Start of Given records

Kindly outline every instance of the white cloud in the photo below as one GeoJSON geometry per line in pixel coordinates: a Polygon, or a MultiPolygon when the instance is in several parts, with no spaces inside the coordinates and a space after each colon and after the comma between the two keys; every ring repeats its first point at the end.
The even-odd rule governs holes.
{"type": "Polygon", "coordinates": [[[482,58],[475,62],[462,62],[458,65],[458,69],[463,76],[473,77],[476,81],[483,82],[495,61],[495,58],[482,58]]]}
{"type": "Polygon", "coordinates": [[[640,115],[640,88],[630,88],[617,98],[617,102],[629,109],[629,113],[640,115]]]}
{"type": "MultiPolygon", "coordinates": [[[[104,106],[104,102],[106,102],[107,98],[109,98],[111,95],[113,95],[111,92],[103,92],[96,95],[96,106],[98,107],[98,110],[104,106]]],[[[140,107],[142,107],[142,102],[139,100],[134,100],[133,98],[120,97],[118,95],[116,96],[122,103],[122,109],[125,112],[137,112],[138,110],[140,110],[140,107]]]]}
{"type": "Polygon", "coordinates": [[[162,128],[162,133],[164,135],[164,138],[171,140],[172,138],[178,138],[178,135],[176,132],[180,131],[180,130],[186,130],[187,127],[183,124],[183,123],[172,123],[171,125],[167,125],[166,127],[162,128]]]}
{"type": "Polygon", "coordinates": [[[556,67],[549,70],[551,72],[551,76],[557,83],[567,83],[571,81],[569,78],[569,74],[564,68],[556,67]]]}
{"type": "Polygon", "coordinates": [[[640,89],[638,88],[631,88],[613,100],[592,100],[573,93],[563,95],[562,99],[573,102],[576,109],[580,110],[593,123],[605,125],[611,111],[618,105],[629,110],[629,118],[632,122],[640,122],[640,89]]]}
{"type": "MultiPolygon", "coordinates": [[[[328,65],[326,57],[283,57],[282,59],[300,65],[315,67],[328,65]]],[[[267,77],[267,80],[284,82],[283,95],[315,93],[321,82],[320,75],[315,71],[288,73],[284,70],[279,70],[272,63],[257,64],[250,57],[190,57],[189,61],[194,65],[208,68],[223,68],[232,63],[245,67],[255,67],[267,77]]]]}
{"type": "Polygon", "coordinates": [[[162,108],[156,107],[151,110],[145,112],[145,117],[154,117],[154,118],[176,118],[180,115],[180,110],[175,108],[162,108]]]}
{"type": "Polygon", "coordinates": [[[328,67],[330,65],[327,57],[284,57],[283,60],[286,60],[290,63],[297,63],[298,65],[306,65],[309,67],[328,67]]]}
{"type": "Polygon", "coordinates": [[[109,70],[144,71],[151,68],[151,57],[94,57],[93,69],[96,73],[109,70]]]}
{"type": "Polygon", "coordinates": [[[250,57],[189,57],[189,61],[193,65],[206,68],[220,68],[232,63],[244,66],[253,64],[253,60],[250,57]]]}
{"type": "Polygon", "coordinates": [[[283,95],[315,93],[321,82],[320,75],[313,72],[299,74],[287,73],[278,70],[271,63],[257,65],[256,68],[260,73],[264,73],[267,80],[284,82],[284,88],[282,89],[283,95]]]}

End of Given records

Word for word, return the entire listing above.

Answer for the task:
Kindly outline every instance of the white cloud in the photo below as one GeoJSON geometry per line in pixel coordinates: a Polygon, or a MultiPolygon when the instance is in several parts, with no spaces inside the coordinates and a space after each colon and after the comma between the two keys; every ring repeats its first point at the end.
The even-odd rule governs holes.
{"type": "Polygon", "coordinates": [[[482,58],[475,62],[462,62],[458,65],[458,69],[463,76],[473,77],[476,81],[483,82],[495,61],[495,58],[482,58]]]}
{"type": "Polygon", "coordinates": [[[640,115],[640,88],[630,88],[617,98],[617,102],[629,109],[629,113],[640,115]]]}
{"type": "MultiPolygon", "coordinates": [[[[104,106],[104,102],[106,102],[107,98],[109,98],[111,95],[113,95],[111,92],[103,92],[96,95],[96,106],[98,107],[98,110],[104,106]]],[[[140,107],[142,107],[142,102],[139,100],[134,100],[133,98],[120,97],[118,95],[116,96],[122,103],[122,109],[125,112],[137,112],[138,110],[140,110],[140,107]]]]}
{"type": "Polygon", "coordinates": [[[162,128],[162,133],[164,135],[164,138],[171,140],[172,138],[178,138],[178,135],[176,132],[180,131],[180,130],[186,130],[187,127],[183,124],[183,123],[172,123],[171,125],[167,125],[166,127],[162,128]]]}
{"type": "Polygon", "coordinates": [[[556,67],[549,70],[551,72],[551,76],[557,83],[567,83],[571,81],[569,78],[569,74],[564,68],[556,67]]]}
{"type": "Polygon", "coordinates": [[[640,89],[638,88],[631,88],[613,100],[592,100],[573,93],[563,95],[562,99],[573,102],[576,109],[580,110],[593,123],[605,125],[611,111],[618,105],[629,110],[629,118],[632,122],[640,122],[640,89]]]}
{"type": "MultiPolygon", "coordinates": [[[[328,65],[326,57],[283,57],[282,59],[300,65],[315,67],[328,65]]],[[[267,77],[267,80],[284,82],[283,95],[315,93],[321,82],[320,75],[315,71],[288,73],[284,70],[279,70],[272,63],[257,64],[250,57],[190,57],[189,61],[194,65],[208,68],[223,68],[232,63],[245,67],[255,67],[267,77]]]]}
{"type": "Polygon", "coordinates": [[[162,108],[156,107],[151,110],[145,112],[145,117],[154,117],[154,118],[176,118],[180,115],[180,110],[175,108],[162,108]]]}
{"type": "Polygon", "coordinates": [[[328,67],[330,65],[327,57],[284,57],[283,60],[286,60],[290,63],[297,63],[298,65],[306,65],[309,67],[328,67]]]}
{"type": "Polygon", "coordinates": [[[109,70],[144,71],[151,68],[151,57],[94,57],[93,69],[96,73],[109,70]]]}
{"type": "Polygon", "coordinates": [[[250,57],[189,57],[189,61],[193,65],[206,68],[220,68],[232,63],[244,66],[253,64],[253,60],[250,57]]]}
{"type": "Polygon", "coordinates": [[[283,95],[315,93],[321,82],[320,75],[313,72],[299,74],[287,73],[278,70],[271,63],[257,65],[256,68],[260,73],[264,73],[267,80],[284,82],[284,88],[282,89],[283,95]]]}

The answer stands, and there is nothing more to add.